**TASK:**
Could you output the entries that follow exactly, omitting any pictures they contain?
------
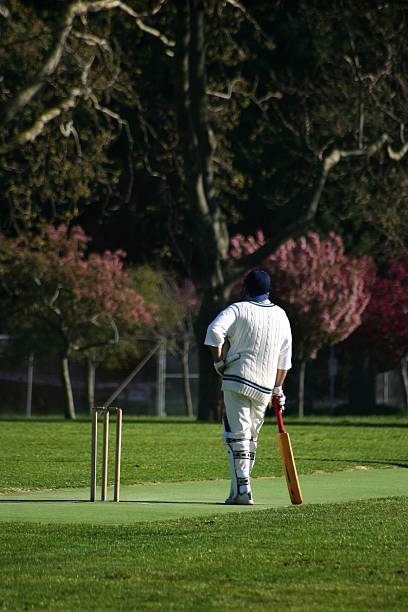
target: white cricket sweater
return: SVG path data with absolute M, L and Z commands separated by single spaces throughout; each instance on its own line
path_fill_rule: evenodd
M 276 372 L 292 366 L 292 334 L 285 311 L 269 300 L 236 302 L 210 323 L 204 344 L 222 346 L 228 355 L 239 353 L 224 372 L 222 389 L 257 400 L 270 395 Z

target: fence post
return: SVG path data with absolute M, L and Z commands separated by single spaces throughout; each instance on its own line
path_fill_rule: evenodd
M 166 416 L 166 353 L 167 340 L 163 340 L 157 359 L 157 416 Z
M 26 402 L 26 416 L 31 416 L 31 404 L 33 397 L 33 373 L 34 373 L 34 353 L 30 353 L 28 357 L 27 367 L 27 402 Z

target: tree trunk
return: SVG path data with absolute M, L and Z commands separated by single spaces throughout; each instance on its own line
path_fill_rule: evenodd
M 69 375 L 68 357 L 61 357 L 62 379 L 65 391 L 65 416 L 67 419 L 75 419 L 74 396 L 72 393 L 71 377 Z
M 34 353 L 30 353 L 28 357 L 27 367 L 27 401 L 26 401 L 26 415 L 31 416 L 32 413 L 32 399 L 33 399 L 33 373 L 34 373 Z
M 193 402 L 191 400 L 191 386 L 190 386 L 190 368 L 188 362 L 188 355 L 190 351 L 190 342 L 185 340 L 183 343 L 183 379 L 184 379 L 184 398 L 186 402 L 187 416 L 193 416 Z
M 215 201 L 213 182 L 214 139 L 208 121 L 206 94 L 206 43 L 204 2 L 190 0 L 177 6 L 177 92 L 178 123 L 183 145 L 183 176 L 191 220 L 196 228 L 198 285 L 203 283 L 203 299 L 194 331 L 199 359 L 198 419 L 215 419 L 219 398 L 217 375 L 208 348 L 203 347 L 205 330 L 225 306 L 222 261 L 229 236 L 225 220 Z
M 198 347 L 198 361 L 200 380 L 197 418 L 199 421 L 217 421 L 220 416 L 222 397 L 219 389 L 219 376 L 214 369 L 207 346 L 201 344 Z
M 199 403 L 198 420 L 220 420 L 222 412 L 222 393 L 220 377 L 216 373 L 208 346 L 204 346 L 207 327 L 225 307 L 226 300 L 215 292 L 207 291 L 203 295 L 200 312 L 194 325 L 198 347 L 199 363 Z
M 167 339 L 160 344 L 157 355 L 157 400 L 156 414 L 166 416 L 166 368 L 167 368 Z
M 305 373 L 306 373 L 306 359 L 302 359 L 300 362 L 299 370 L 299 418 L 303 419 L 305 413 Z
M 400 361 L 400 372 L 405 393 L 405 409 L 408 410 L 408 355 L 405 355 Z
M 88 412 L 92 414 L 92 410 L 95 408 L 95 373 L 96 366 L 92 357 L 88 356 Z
------
**TASK ANSWER:**
target: white cricket sweater
return: SVG path data with absolute M, L and Z commands separated by single spaces throughout; each instance on its own line
path_fill_rule: evenodd
M 276 372 L 292 366 L 292 334 L 285 311 L 269 300 L 236 302 L 210 323 L 204 344 L 222 346 L 228 355 L 239 353 L 224 372 L 222 389 L 257 400 L 270 395 Z

target: fence post
return: SVG path data with absolute M, L and Z commands separated by single spaces throughout; each instance on its own line
path_fill_rule: evenodd
M 166 416 L 166 353 L 167 340 L 163 340 L 157 359 L 157 416 Z
M 26 402 L 26 416 L 31 416 L 31 404 L 33 397 L 33 373 L 34 373 L 34 353 L 30 353 L 28 357 L 27 367 L 27 402 Z

target: tree trunk
return: SVG path data with absolute M, L and Z commands separated by single spaces throughout; each instance on its own line
path_fill_rule: evenodd
M 69 375 L 68 357 L 61 357 L 62 379 L 65 391 L 65 416 L 67 419 L 75 419 L 74 396 L 72 393 L 71 377 Z
M 34 353 L 30 353 L 28 357 L 27 367 L 27 401 L 26 401 L 26 415 L 31 416 L 32 413 L 32 399 L 33 399 L 33 373 L 34 373 Z
M 193 402 L 191 400 L 191 386 L 190 386 L 190 368 L 188 362 L 188 355 L 190 351 L 190 342 L 185 340 L 183 343 L 183 379 L 184 379 L 184 398 L 186 402 L 187 416 L 193 416 Z
M 215 201 L 213 182 L 214 139 L 208 121 L 206 94 L 206 43 L 204 2 L 190 0 L 177 6 L 177 92 L 178 123 L 183 145 L 183 176 L 191 220 L 196 228 L 198 285 L 203 283 L 203 299 L 194 331 L 199 359 L 198 419 L 215 419 L 219 398 L 217 375 L 208 348 L 203 347 L 205 330 L 225 306 L 222 261 L 229 236 L 225 220 Z
M 198 347 L 198 361 L 200 380 L 197 418 L 199 421 L 217 421 L 220 416 L 222 397 L 219 389 L 219 376 L 214 369 L 207 346 L 201 344 Z
M 199 403 L 198 420 L 220 420 L 222 412 L 222 393 L 220 377 L 216 373 L 208 346 L 204 346 L 207 327 L 225 307 L 226 300 L 215 292 L 207 291 L 203 295 L 200 312 L 194 325 L 198 347 L 199 363 Z
M 167 339 L 160 344 L 157 355 L 157 400 L 156 414 L 166 416 L 166 368 L 167 368 Z
M 305 373 L 306 373 L 306 359 L 302 359 L 300 362 L 299 370 L 299 418 L 303 419 L 305 413 Z
M 400 361 L 400 372 L 405 393 L 405 409 L 408 410 L 408 355 L 405 355 Z
M 88 412 L 92 414 L 92 410 L 95 408 L 95 373 L 96 366 L 92 357 L 88 356 Z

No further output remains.